Ach, das Dilemma kenne ich. Second-Hand für Kinder ist ja super, wenn es nicht gerade dringend etwas sein muss (z.B. einfach nur die richtige Größe), das eben nicht im S-H-Laden zu haben ist. Für Erwachsene finde ich Second-Hand schon wieder schwieriger. Ich war neulich auf einer großen Klamotten-Verkauf-Veranstaltung in einer Flohmarkthalle und hatte das Gefühl, wenn ich den jungen Mädels ihre H&M-Zara-etc.-Dinger abkaufe, mag ich ja erstmal ein gutes Gewissen haben, fördere damit aber ihren offensichtlich kaufrauschartigen Shopping-Stil bei genau diesen Ketten.
Für mich habe ich jetzt einen Mittelweg akzeptiert. Ich kaufe möglichst oft Bio + Fair, aber wenn es nicht 100% richtig ist, hole ich lieber was vom konventionellen Hersteller, das ich dann im Gegenzug so lange schleppe, bis es auseinanderfällt. LG Mila
@Mila (wenn ich den jungen Mädels ihre H&M-Zara-etc.-Dinger abkaufe, mag ich ja erstmal ein gutes Gewissen haben, fördere damit aber ihren offensichtlich kaufrauschartigen Shopping-Stil bei genau diesen Ketten.) : – so ähnlich sehe ich das auch;
nur hatte ich dieses Gefühl recht schnell nach Anmeldung bei Kleiderkreisel, wo ich haufenweise Sachen von Primark sah. Ich dachte mir, tolle Idee, die dahinter steht, die aber dadurch absurd wird, wenn ich mir vorstelle, dass die Person, mit der ich getauscht oder von der ich gekauft habe, im Anschluss gleich wieder zu Primark rennt.
Da kann ich auch gleich beim Jeansladen um die Ecke kaufen und trage die Kleidung so lange, bis sie nicht mehr passt. Danach spende ich sie bei der nächsten Sammlung unserer Kirchengemeinde.

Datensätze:
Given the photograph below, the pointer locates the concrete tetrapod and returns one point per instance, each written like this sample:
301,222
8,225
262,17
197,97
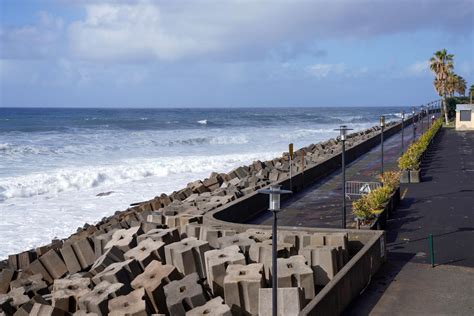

- _Hinweise und Anforderungen_
Kannst du den Auszug über Second-Hand-Kleidung im Anschluss an seinen letzten Satz fortsetzen? Die Daten sind eigenständiges Material und gehören nicht zum Auszug.

- _Ergebnis_
Wirst du an die Hersteller schreiben, um herauszufinden, wo und von wem die Sachen produziert wurden? Meine Strategie ist im Moment so ähnlich wie Milas: möglichst wenig kaufen und alles so lange wie möglich tragen. Für Kleiderkreisel fehlt mir die Geduld, ich habe einfach keine Lust, mich stundenlang durch schlechte Fotos und rudimentäre Beschreibungen zu klicken. Für viele Leute ist sicher die Jagd an sich schon spannend und befriedigend, mich nervt das, z. B. dass die wenigsten die Materialzusammensetzung angeben. Da ich meistens genauso wenig Lust habe, durch die Geschäfte zu tigern, fallen die Einkäufe eben aus, und ich verschiebe Kleidungswünsche alle auf „wenn ichs zufällig mal finde“. Zur Frage, was man im Fall des Falles kaufen sollte, bin ich so ratlos wie Kathrin und glaube auch nicht daran, dass diese ganzen Siegel wirklich etwas aussagen.
Seufz, es wird wohl nicht einfach mit unserer Challenge. Anschreiben, das plane ich eigentlich nicht, bzw erwarte da keine erhellendeneren Antworten als das, was andere (hoffentlich) vielleicht schon recherchiert haben.
Ich befürchte, es bleibt ein Mittelweg wie bei euch. Aber vielleicht bekomme ich doch eine bessere Richtschnur, mal sehen.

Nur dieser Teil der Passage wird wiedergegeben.